▶ [EXERCISE GOAL]
Turn every row below into a Markdown table with the columns "No." and "Line". Number the rows in order, one per line, and skip any blank lines.

[Start DATASET]

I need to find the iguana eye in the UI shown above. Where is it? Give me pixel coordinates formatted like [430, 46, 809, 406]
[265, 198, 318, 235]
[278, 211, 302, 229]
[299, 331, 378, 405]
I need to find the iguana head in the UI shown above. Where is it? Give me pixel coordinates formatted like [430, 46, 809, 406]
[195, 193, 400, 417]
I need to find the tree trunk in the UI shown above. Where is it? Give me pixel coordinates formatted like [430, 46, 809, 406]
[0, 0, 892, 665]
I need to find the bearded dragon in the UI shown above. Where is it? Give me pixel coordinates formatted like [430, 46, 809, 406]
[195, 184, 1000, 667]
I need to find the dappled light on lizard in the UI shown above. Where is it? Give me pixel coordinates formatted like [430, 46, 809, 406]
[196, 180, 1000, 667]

[End DATASET]

▶ [TASK SOLUTION]
| No. | Line |
|---|---|
| 1 | I need to find the iguana eye in the UI shown above. Where is it? Give me pixel coordinates formatted like [430, 46, 809, 406] |
| 2 | [265, 198, 318, 235] |
| 3 | [278, 211, 302, 229] |
| 4 | [299, 331, 378, 405] |
| 5 | I need to find the iguana head in the UI shown above. Where is it? Give me pixel coordinates formatted like [430, 46, 809, 406] |
| 6 | [195, 193, 400, 417] |
| 7 | I need to find the tree trunk in the UI shown above. Where is it? Give me pixel coordinates formatted like [430, 46, 809, 406] |
| 8 | [0, 0, 892, 665] |
| 9 | I need to find the bearded dragon in the UI shown above. Where is it? Give me pixel coordinates formatted like [430, 46, 809, 406] |
| 10 | [195, 184, 1000, 667] |
| 11 | I need to find the dappled light on lizard in the UI shown above. Where is it? Give me pixel coordinates formatted like [430, 46, 809, 406] |
| 12 | [196, 180, 1000, 667] |